Stored records:
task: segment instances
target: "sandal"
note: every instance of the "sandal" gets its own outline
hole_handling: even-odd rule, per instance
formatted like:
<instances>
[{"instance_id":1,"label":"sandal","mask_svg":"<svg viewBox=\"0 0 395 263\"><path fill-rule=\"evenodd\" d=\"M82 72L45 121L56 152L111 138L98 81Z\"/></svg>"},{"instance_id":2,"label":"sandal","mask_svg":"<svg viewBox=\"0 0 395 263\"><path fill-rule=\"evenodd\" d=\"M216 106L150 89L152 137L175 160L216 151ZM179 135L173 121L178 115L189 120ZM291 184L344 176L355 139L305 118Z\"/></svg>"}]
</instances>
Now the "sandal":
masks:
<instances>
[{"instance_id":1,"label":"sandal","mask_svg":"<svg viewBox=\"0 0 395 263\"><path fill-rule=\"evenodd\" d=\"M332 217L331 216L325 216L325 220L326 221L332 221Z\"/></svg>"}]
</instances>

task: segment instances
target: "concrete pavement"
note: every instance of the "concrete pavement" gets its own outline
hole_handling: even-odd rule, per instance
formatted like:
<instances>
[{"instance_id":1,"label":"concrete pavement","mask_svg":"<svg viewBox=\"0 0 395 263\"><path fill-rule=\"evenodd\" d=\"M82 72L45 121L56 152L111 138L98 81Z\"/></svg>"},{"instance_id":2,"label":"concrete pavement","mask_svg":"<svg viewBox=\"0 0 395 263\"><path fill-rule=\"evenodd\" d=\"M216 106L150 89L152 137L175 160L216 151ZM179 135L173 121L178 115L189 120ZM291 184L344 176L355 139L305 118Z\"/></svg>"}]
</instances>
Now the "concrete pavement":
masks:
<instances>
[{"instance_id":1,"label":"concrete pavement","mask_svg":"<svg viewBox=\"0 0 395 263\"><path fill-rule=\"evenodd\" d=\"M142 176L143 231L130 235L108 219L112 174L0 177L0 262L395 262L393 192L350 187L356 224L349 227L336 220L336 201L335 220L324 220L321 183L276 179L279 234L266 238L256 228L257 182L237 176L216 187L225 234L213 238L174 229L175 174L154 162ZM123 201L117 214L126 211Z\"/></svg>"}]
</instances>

| Problem to work on |
All the lines above should appear again in the answer, exactly as written.

| Your solution |
task: segment instances
target: "sandal"
note: every instance of the "sandal" gets its own outline
hole_handling: even-odd rule, per instance
formatted like:
<instances>
[{"instance_id":1,"label":"sandal","mask_svg":"<svg viewBox=\"0 0 395 263\"><path fill-rule=\"evenodd\" d=\"M82 72L45 121L56 152L111 138L98 81Z\"/></svg>"},{"instance_id":2,"label":"sandal","mask_svg":"<svg viewBox=\"0 0 395 263\"><path fill-rule=\"evenodd\" d=\"M216 106L150 89L152 137L175 160L216 151ZM179 135L173 121L178 115L189 120ZM291 184L344 176L355 139L305 118Z\"/></svg>"}]
</instances>
Now the "sandal":
masks:
<instances>
[{"instance_id":1,"label":"sandal","mask_svg":"<svg viewBox=\"0 0 395 263\"><path fill-rule=\"evenodd\" d=\"M332 217L331 216L325 216L325 220L326 221L332 221Z\"/></svg>"}]
</instances>

task: segment instances
target: "concrete pavement"
note: every instance of the "concrete pavement" gets its own outline
hole_handling: even-odd rule, per instance
formatted like:
<instances>
[{"instance_id":1,"label":"concrete pavement","mask_svg":"<svg viewBox=\"0 0 395 263\"><path fill-rule=\"evenodd\" d=\"M82 72L45 121L56 152L111 138L98 81Z\"/></svg>"},{"instance_id":2,"label":"concrete pavement","mask_svg":"<svg viewBox=\"0 0 395 263\"><path fill-rule=\"evenodd\" d=\"M216 106L150 89L152 137L175 160L216 151ZM179 135L173 121L178 115L189 120ZM291 184L344 176L355 139L305 118Z\"/></svg>"}]
</instances>
Now the "concrete pavement":
masks:
<instances>
[{"instance_id":1,"label":"concrete pavement","mask_svg":"<svg viewBox=\"0 0 395 263\"><path fill-rule=\"evenodd\" d=\"M142 176L143 231L130 235L108 219L112 174L0 177L0 262L395 262L393 192L350 187L356 224L349 227L336 220L336 201L335 220L324 220L321 183L276 179L279 234L266 238L256 228L257 182L237 176L216 187L225 234L213 238L174 229L175 174L154 162ZM123 201L117 214L126 211Z\"/></svg>"}]
</instances>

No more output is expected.